:: TEXT BLOCK ::

·····

When is it okay to sub out a gig if I get called for a better one?

— Holding Out, Eagerly


Dear HOE:

Here's the problem: If you take the better gig, who's to say that you won't get called for one even better than that? And so you begin a destructive cycle that knows no end. It becomes an addiction—there's always a better gig around the corner, and the gig you have is never good enough. You lose your ability to live in the present, and soon your professional life is in shambles.

There's plenty of collateral damage, too—the trail of jilted bandleaders littering the path behind you. Imagine how the very first one feels, knowing that all the other gigs you turned down are better than his. Devastated! But of course you can't empathize; you're too busy looking for your next fix, searching back alleys for some shady contractor who will promise $25 more, a run at the buffet, or the seductive opportunity to play "real jazz."

Dear Mr. P.C.

I get the stuff at the beginning and end of songs, but what's that stuff in the middle...?

— J. G.


Dear J.G.:

If it weren't for that "stuff in the middle," a jazz performance would be nothing more than the melody twice in a row (the so-called "head in" and "head out"). And that just isn't nearly long enough! Think of all the histrionics you'd miss: The trumpet player's face turning beet red at his solo's high-note climax, the pianist angrily bashing the keys with his fists and elbows to get back at the drummer for playing too loud, the drummer falling asleep during the bass solo, and that weird thing right before the "stuff at the end" where the trumpet player has to start his second solo over and over again because the drummer keeps interrupting. Sure, in one sense the heads alone would be prettier. But that "stuff in the middle" is where the raw struggles of real life take place. Disturbing as they may be, they're only as ugly as humanity itself.

·····

:: RECORDS SUPPLIED ::
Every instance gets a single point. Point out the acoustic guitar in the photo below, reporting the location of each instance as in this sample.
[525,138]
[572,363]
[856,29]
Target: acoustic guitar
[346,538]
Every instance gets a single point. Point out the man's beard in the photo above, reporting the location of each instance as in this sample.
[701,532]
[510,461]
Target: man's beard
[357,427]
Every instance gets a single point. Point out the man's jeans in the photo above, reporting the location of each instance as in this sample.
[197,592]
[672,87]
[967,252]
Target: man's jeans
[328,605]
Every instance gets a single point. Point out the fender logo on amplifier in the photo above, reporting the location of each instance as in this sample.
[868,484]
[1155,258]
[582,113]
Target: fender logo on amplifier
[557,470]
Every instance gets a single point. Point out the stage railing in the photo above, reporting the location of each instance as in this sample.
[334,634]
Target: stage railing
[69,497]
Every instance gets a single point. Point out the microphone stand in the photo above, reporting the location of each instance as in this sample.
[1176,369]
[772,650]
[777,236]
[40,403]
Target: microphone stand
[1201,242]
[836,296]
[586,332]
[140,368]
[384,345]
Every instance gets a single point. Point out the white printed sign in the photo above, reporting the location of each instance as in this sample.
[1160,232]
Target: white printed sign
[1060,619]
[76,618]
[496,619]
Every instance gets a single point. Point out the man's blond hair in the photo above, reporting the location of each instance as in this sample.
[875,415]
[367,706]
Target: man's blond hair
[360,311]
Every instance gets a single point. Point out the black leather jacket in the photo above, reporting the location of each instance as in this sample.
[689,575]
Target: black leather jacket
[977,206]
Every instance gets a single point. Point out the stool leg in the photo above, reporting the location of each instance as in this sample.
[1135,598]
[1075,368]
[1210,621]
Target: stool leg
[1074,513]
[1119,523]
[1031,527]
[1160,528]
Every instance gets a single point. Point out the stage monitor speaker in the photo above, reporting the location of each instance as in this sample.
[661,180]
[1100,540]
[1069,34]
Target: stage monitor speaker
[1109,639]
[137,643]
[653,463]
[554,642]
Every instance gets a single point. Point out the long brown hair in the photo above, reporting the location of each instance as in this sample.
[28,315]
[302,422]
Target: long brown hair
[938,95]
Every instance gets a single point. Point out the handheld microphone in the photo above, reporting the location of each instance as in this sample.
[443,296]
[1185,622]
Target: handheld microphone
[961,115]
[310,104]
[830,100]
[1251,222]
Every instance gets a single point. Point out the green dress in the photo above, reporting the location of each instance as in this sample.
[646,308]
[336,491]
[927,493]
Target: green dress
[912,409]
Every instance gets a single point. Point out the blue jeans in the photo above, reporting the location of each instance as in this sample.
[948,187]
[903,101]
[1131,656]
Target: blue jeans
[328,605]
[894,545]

·····

:: PROBLEMS TO WORK ON ::
a - In the jazz advice column, what names are given for the melody played at the start and the end of a performance?
b - Write the next part of the jazz advice column, picking up after its last sentence.

:: RESULTS FOR EACH TASK ::
a - The "head in" and the "head out."

b -
Dear Mr. P.C.:

I like bass players, and every good jazz band needs one underneath. But why the grimacing? Do they go to school for it? Many seem to act like they believe the bigger and uglier the grimace, the better the sound. John Clayton is the exception: he's always smiling and plays great. Can you explain this phenomenon?

— Wondering


Dear Wondering:

They grimace because they're "digging" in. "Digging," in this case, isn't the jazz slang for enjoying; quite the opposite. It's more like a cold, dirty shovel thrust into a mucky pile of manure. But it's not a shovel, of course; it's gut strings cruelly fashioned from animal intestines, bows strung with hair ripped from horse carcasses, and the bass's own shape as an obese headmistress, oppressive and humorless.

I think we can forgive these poor bassists if their faces sometimes betray the misery of their plight, don't you? The John Clayton part I can't explain.